ARBEITSAUFTRAG A – Bis zu welchem Datum konnten die betroffenen Verbände laut dem Artikel zur Positivliste zum Referentenentwurf Stellung nehmen?
ARBEITSAUFTRAG B – Welche Wirkstoffe oder Wirkstoffgruppen führt der VFA im Artikel zur Positivliste als fehlend, eingeschränkt verordnungsfähig oder ausgeschlossen an? Nennen Sie alle.
ARBEITSAUFTRAG C – Schreiben Sie den Artikel zur Positivliste nach seinem letzten Satz weiter.

SEITENTEXT –

● ● ● ● ●

Kommentar

Gesetzentwurf der Positivliste: Forschende Arzneimittelhersteller fürchten weit

Berlin (ks). Eine Positivliste für Arzneimittel, wie sie gegenwärtig als Referentenentwurf vorliegt, setzt nach Auffassung des Verbands der Forschenden Arzneimittelhersteller (VFA) "falsche Signale für die Entwicklung neuer Arzneistoffe in Deutschland". Die Gefahr, dass sich die Positivliste zu einer (weiteren) Innovationshürde entwickle, sei groß, erklärte der Pharma-Verband in seiner Stellungnahme zum Gesetzentwurf. Zudem sei das geplante Gesetz verfassungswidrig, da es ohne Zustimmung des Bundesrats erlassen werden soll.

Bis zum 10. Dezember konnten die betroffenen Verbände zum Referentenentwurf des Gesetzes über die Verordnungsfähigkeit von Arzneimitteln in der vertragsärztlichen Versorgung (Arzneimittel-Positivlisten-Gesetz) Stellung nehmen. Der VFA nutzte dies zu erneuter Kritik an dem rot-grünen Vorhaben. Der Verband moniert vor allem, dass der Positivlisten-Entwurf zu viele Ausschlüsse und Einschränkungen bei innovativen und patentgeschützten Wirkstoffen vornehme.

Sollte die Liste nicht zur Innovationshürde werden, müssten neue und patentgeschützte Wirkstoffe ungehindert und unmittelbar nach ihrer Zulassung den Patienten zur Verfügung gestellt werden. Dies habe schon im Interesse der Versicherten zu geschehen, die gemäß den Vorschriften des SGB V nach dem Stand der medizinischen Erkenntnisse und unter Berücksichtigung des medizinischen Fortschritts zu behandeln seien. So vermisst der VFA im nunmehr vorliegenden Entwurf antivirale Grippemittel (Neuraminidasehemmer) und neue Antiadiposita gegen Fettleibigkeit (z. B. Orlistat). Auch selektive Östrogenrezeptor-Modulatoren seien lediglich eingeschränkt verordnungsfähig. Weiterhin seien Wirkstoffe, die noch unter Patentschutz stünden von der Positivliste ausgeschlossen, so etwa die Thiazolidindione bei den oralen Antidiabetika. Der VFA fordert daher, dass innovative Arzneimittel, sofern sie nicht gegen geringfügige Gesundheitsstörungen eingesetzt werden, in die Positivliste aufgenommen werden.

● ● ● ● ●

BEREITGESTELLTE DATEN –
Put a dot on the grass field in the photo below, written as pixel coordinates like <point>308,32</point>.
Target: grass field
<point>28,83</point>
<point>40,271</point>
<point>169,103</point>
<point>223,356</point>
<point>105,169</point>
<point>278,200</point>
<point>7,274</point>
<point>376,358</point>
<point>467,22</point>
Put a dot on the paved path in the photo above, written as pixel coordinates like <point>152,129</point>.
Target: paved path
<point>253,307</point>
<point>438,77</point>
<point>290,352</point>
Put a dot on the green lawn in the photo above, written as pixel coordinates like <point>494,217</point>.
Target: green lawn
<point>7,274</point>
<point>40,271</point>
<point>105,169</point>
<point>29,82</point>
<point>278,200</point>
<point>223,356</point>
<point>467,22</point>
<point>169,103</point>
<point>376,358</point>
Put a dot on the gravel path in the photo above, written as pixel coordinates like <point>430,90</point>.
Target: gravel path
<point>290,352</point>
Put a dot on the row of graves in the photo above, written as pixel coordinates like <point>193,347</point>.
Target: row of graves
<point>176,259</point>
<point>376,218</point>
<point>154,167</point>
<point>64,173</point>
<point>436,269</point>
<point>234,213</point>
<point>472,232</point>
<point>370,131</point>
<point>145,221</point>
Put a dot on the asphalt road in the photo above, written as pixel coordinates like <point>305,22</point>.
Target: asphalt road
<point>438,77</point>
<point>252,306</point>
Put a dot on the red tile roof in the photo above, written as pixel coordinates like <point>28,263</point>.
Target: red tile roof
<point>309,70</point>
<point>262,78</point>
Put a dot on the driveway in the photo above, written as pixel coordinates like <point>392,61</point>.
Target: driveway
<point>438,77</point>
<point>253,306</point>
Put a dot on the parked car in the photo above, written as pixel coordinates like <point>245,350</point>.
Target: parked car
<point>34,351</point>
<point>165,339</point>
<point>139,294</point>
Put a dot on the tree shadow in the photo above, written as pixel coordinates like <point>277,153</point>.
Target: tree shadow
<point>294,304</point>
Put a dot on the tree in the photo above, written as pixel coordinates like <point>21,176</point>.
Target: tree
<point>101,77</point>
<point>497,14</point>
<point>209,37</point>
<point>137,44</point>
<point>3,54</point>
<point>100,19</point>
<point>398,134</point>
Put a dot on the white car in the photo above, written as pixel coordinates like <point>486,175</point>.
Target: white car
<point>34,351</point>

● ● ● ● ●

ENDGÜLTIGE ANTWORT A – Bis zum 10. Dezember.

ENDGÜLTIGE ANTWORT B –
- Antivirale Grippemittel (Neuraminidasehemmer)
- Neue Antiadiposita gegen Fettleibigkeit (z. B. Orlistat)
- Selektive Östrogenrezeptor-Modulatoren
- Thiazolidindione bei den oralen Antidiabetika

ENDGÜLTIGE ANTWORT C –
Vorhandene Instrumente besser ausschöpfen

Zudem äußerte der VFA abermals grundsätzliche Bedenken, die Positivliste könne die Strukturqualität des verordnungsfähigen Arzneimittelmarkts verbessern. Zwar unterstütze der Verband das Anliegen der Regierung, Ärzten ein praktikables Instrument an die Hand zu geben, das einen besseren Überblick über das Medikamentenspektrum verschafft - doch dieses Ziel könne auch mit den bisherigen Regelungen erreicht werden, insbesondere mithilfe einer kontinuierlich aktualisierten und erweiterten Negativliste. Der VFA beanstandet außerdem, dass die Positivliste nun auch Kosten dämpfen soll. Dies bedeute für die Hersteller neben Festbeträgen, Rabatten, Aut-idem und der Parallelförderklausel eine weitere finanzielle Last. Auf Unverständnis stößt auch, dass die Gesetzentwurf eine erneute Beurteilung des therapeutischen Nutzens von Arzneimitteln vorsieht. Eine solche systematische Zweitprüfung auch für kürzlich zugelassene Wirkstoffe lehnt der Verband ab.

Bundesrat darf nicht umgangen werden

Der VFA führt weiterhin an, das geplante Gesetz bedürfe der Zustimmung des Bundesrats. Ursprünglich sollte die Positivliste nach § 33a SGB V als Rechtsverordnung mit Zustimmung der Länderkammer erlassen werden. Bundesgesundheitsministerin Ulla Schmidt entschied nun jedoch, diese Rechtsgrundlage zu streichen und die Positivliste als eigenes Gesetz außerhalb des Sozialgesetzbuchs zur gesetzliche Krankenversicherung einzuführen. Damit geht auch die Zustimmungspflicht verloren. Auf diese Weise spart sich Schmidt, die große Eile hat, die Positivliste in Kraft treten zu lassen, verzögernde Auseinandersetzungen mit der Opposition. Auch bei späteren Änderungen in Form von Rechtsverordnungen soll eine Zustimmung des Bundesrats nicht mehr nötig sein. Nach einem vom VFA in Auftrag gegebenen Rechtsgutachten handle sich bei diesem Vorgehen um eine unzulässige Umgehungsstrategie, die die Mitwirkungsrechte der Länderkammer im Gesetzgebungsverfahren verkürze.